*** Material for the task Section Begins ***
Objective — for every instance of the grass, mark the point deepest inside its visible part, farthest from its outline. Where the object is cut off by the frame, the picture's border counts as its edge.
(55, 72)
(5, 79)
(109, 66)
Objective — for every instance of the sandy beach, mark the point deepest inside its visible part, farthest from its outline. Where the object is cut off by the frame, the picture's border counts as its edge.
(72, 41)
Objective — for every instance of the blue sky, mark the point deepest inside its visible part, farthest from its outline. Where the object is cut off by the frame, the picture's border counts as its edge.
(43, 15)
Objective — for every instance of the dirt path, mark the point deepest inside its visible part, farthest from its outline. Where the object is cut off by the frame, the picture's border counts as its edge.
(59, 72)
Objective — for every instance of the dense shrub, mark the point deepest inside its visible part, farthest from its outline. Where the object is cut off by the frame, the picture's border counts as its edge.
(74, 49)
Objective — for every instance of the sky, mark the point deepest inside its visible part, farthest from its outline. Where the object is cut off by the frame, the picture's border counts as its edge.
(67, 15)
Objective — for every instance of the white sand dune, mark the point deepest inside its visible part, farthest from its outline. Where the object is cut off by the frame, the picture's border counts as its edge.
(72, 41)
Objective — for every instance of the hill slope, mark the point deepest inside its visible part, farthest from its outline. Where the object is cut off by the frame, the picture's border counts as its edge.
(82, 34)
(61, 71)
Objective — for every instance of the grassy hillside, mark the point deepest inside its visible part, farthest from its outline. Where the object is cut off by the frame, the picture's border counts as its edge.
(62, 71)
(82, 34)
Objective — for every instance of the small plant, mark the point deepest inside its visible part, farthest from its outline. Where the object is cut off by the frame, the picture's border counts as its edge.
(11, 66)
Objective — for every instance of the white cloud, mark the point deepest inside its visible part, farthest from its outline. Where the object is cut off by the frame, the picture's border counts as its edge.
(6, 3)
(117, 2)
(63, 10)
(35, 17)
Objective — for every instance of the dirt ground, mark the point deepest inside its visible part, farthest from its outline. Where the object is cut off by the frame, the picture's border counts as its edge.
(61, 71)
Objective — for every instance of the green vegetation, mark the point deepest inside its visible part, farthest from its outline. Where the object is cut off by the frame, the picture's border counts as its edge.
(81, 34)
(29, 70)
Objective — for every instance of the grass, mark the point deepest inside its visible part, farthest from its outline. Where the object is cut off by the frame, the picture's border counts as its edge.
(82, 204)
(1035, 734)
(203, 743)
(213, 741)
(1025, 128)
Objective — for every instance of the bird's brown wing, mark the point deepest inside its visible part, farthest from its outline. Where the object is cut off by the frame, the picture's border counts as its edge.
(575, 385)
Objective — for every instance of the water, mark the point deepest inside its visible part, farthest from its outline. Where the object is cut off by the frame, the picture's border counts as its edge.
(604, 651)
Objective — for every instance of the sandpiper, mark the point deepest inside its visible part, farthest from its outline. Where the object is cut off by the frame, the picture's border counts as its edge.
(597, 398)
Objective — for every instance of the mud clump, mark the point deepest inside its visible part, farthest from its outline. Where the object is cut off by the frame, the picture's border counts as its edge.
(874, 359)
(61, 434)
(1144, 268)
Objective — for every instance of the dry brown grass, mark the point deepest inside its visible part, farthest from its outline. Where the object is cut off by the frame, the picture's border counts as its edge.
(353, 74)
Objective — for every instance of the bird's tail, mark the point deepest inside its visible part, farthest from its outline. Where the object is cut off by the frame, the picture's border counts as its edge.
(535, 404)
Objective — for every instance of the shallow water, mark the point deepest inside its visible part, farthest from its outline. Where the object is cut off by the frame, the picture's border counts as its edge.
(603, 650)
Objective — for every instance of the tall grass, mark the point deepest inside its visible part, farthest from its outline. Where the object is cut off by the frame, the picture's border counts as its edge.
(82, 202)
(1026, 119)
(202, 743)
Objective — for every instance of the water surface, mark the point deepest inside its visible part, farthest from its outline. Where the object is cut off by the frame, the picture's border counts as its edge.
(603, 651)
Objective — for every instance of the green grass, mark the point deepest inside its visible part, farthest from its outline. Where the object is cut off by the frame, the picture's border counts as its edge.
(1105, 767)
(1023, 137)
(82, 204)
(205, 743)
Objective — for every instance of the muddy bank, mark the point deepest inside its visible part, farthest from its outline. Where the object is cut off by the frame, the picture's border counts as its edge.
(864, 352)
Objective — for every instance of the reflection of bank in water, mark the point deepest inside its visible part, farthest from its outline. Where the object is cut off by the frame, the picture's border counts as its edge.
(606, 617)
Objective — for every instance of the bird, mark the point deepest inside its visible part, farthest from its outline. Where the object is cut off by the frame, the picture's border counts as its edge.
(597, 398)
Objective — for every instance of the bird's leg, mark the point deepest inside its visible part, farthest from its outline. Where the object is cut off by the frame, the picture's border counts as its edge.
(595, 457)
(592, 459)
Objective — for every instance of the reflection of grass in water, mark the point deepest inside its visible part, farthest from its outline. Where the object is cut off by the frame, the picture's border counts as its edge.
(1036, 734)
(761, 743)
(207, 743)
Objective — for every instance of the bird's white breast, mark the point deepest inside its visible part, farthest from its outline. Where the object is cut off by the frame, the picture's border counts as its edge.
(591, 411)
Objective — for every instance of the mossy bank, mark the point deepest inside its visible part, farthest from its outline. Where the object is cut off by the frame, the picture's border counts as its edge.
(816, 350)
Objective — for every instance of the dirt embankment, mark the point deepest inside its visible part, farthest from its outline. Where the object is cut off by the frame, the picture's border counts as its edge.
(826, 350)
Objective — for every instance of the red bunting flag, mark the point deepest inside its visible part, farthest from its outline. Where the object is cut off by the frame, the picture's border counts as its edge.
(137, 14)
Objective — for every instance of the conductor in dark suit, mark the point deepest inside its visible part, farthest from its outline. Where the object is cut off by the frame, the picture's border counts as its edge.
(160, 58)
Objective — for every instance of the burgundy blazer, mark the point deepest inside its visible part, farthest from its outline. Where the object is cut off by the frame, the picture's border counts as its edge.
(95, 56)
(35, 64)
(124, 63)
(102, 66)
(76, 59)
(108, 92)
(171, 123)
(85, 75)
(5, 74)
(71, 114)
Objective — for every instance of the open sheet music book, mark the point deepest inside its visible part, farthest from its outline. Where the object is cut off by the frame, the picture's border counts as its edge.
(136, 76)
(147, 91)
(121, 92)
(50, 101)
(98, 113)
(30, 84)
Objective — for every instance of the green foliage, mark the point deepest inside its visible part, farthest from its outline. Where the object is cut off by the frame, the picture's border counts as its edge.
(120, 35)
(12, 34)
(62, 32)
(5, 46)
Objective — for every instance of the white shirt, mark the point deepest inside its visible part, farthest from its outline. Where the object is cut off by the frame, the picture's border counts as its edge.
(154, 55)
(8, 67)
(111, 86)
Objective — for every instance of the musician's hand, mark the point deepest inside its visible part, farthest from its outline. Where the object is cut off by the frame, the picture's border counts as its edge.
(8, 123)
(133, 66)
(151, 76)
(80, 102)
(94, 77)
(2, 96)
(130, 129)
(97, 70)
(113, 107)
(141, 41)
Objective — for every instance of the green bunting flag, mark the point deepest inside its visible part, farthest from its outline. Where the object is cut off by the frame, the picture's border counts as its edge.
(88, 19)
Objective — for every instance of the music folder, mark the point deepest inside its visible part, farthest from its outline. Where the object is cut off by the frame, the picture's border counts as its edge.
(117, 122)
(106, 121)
*** Material for the task Section Ends ***
* Task to complete:
Please repeat every entry, exactly as it was written.

* Result for this task:
Objective — for every instance of the grass, mark the point deepest inside its visible part, farthest from its outline. Where the object is cut off by the frame, the picture's border counts as its edge.
(55, 72)
(5, 79)
(109, 66)
Objective — for every instance of the sandy beach, mark the point deepest inside its visible part, farthest from its outline. Where the object is cut off by the frame, the picture's border counts as its edge.
(72, 41)
Objective — for every instance of the blue sky, mark the point deepest inside its visible part, farthest from its outline. Where the object is cut off by the frame, the picture's border counts as its edge.
(43, 15)
Objective — for every instance of the dirt path, mark the point deepest inside its visible part, farthest from its outline. Where the object is cut off by the frame, the picture's border counts as its edge.
(59, 72)
Objective — for every instance of the dense shrub, mark the point deepest inside its visible part, farthest from its outline. Where the object is cut off by the frame, the picture's border counts as its edge.
(74, 49)
Objective — for every instance of the sky, mark the point deepest inside its visible part, farthest from its outline. Where the object is cut off by the frame, the picture's border counts as its edge.
(67, 15)
Objective — for every instance of the white sand dune, mark the point deepest inside its visible part, farthest from its outline. Where the object is cut off by the frame, the picture's border counts as its edge.
(72, 41)
Objective — for every instance of the hill slope, mark the point deepest inside its visible part, farthest from its outline. Where the object is cut off by the frame, the picture's border counts as its edge.
(82, 34)
(61, 71)
Objective — for every instance of the grassy hillside, mark the point deepest inside its visible part, farthest from its outline. Where the object is cut off by the frame, the picture's border counts as its edge.
(62, 71)
(82, 34)
Objective — for every instance of the small plant, mark the point deepest inside its visible part, farthest from its outline. Where the object is cut off by the frame, the picture's border counts as its edge.
(11, 66)
Objective — for every instance of the white cloud, mark the point deepest inside its visible part, farthest from its outline. Where the object is cut off by the frame, the picture's border counts as its edge.
(6, 3)
(117, 2)
(63, 10)
(35, 17)
Objective — for every instance of the dirt ground, mark the point deepest inside its visible part, farthest from its outline. Where the object is cut off by the frame, the picture's border counts as its edge.
(61, 71)
Objective — for every instance of the green vegetation, mark the point deepest inside its visible part, farthest from its outline. Where the object is cut off by the frame, the picture's border counts as its edge.
(81, 34)
(29, 70)
Objective — for every instance of the grass, mark the point deepest inside its visible part, farthest from its outline. Where the object is cut off by the frame, the picture's border counts as its edge.
(82, 204)
(1035, 734)
(203, 743)
(213, 741)
(1025, 128)
Objective — for every instance of the bird's brown wing, mark the point deepest inside its visible part, farthest from its outline. Where the object is cut off by the frame, the picture's border counts as its edge.
(575, 385)
Objective — for every instance of the water, mark the point deepest inside its visible part, farthest from its outline. Where the object is cut off by the frame, the picture's border counts as its edge.
(604, 651)
Objective — for every instance of the sandpiper, mark the point deepest inside its visible part, farthest from its outline. Where the object is cut off by the frame, the picture's border counts as its edge.
(597, 398)
Objective — for every instance of the mud clump, mark the point deepest inside its visible part, farthest from its outline. Where the object is cut off by the frame, the picture's border counts as its edge.
(874, 359)
(61, 434)
(1144, 268)
Objective — for every instance of the dry brown grass, mark the point deepest inside its visible part, farthest from its outline. Where the object is cut off by the frame, the picture's border counts as its edge.
(353, 74)
Objective — for every instance of the bird's tail, mark the point deepest inside its visible part, farthest from its outline. Where the object is cut off by the frame, the picture's border counts as its edge.
(535, 404)
Objective — for every instance of the shallow water, mark the point deepest inside its visible part, farthest from its outline. Where the object is cut off by the frame, the picture's border counts as its edge.
(603, 650)
Objective — for every instance of the tall grass, mark the point deepest inside its visible part, farthest from its outline. Where the object is cut off by the frame, the picture's border counts as its edge.
(82, 202)
(1026, 119)
(202, 743)
Objective — for every instance of the water surface, mark the point deepest inside its visible part, farthest from its outline. Where the object is cut off by the frame, the picture's border counts as its edge.
(603, 651)
Objective — for every instance of the green grass, mark the point deepest inside its visible part, farthest from its outline. Where the object is cut off by the frame, the picture's border counts as its edge.
(1105, 767)
(1023, 137)
(82, 204)
(205, 743)
Objective — for every instance of the muddy bank, mark the point deepest inside its visible part, farthest from its outline. Where the object is cut off by the frame, the picture's border counts as its edge.
(864, 352)
Objective — for every instance of the reflection of bank in water, mark the point deepest inside its visible part, farthest from its outline. Where the object is cut off by the frame, the picture's border counts as its edge.
(606, 617)
Objective — for every instance of the bird, mark the point deepest inside its visible part, farthest from its outline. Where the object is cut off by the frame, the picture's border counts as its edge.
(597, 398)
Objective — for every instance of the bird's leg, mark the point deepest inside its visible part, farthest from its outline. Where the object is cut off by the frame, the picture's border counts as its edge.
(595, 457)
(592, 459)
Objective — for every instance of the reflection of grass in water, mark the point deepest inside its visible part, farthest from its outline. Where the object is cut off by the frame, the picture's border counts as its edge.
(1036, 734)
(761, 743)
(207, 743)
Objective — for every instance of the bird's white breast, mark the point deepest inside its visible part, farthest from its outline. Where the object is cut off by the frame, the picture's border counts as its edge.
(591, 411)
Objective — for every instance of the mossy bank, mark the point deepest inside its visible part, farthest from its outline. Where the object is cut off by the frame, the picture's border counts as its edge.
(816, 350)
Objective — for every instance of the dirt embankment, mark the point deepest inside its visible part, farthest from its outline. Where the object is cut off by the frame, the picture's border counts as its edge.
(826, 350)
Objective — for every instance of the red bunting flag, mark the point deepest inside its visible part, farthest from its outline. Where the object is cut off by the frame, the picture's border counts as its edge.
(137, 14)
Objective — for every instance of the conductor in dark suit, mark the point deepest inside its visible part, farthest from its outline. Where the object is cut off by the frame, the picture's border counts as its edge.
(160, 58)
Objective — for every instance of the burgundy blazer, mark the point deepest inside its visible part, farthest from its outline. Where the object is cut off by the frame, the picture's border counts as its edge.
(95, 56)
(35, 64)
(124, 63)
(102, 66)
(76, 59)
(108, 92)
(171, 123)
(85, 75)
(5, 74)
(71, 114)
Objective — for every instance of the open sheet music book, mark the point deepest inside its visible part, farthest from its outline. Where the object is cut off by the frame, the picture's border counts as its edge.
(136, 76)
(147, 91)
(121, 92)
(50, 101)
(98, 113)
(30, 84)
Objective — for every instance of the green foliage, mark the point deepest inside its visible part, farthest from its outline. Where the object is cut off by the frame, the picture's border counts as its edge.
(120, 35)
(12, 34)
(62, 32)
(5, 46)
Objective — for every instance of the white shirt, mark the point deepest inside its visible part, farthest from its outline. Where the object is cut off by the frame, the picture's border counts as its edge.
(154, 55)
(8, 67)
(111, 86)
Objective — for every instance of the musician's hand, mark the point deepest inside its visible part, farthest from its outline. Where the object is cut off by the frame, the picture's border counts as its edge.
(8, 123)
(133, 66)
(151, 76)
(80, 102)
(94, 77)
(2, 96)
(130, 129)
(97, 70)
(113, 107)
(141, 41)
Objective — for every instance of the green bunting flag, mark the point deepest inside its visible part, farthest from its outline. Where the object is cut off by the frame, the picture's border counts as its edge.
(88, 19)
Objective — for every instance of the music folder, mark the point deepest inside its visible part, farthest from its outline. Where the object is cut off by the frame, the picture's border counts as its edge.
(117, 122)
(106, 121)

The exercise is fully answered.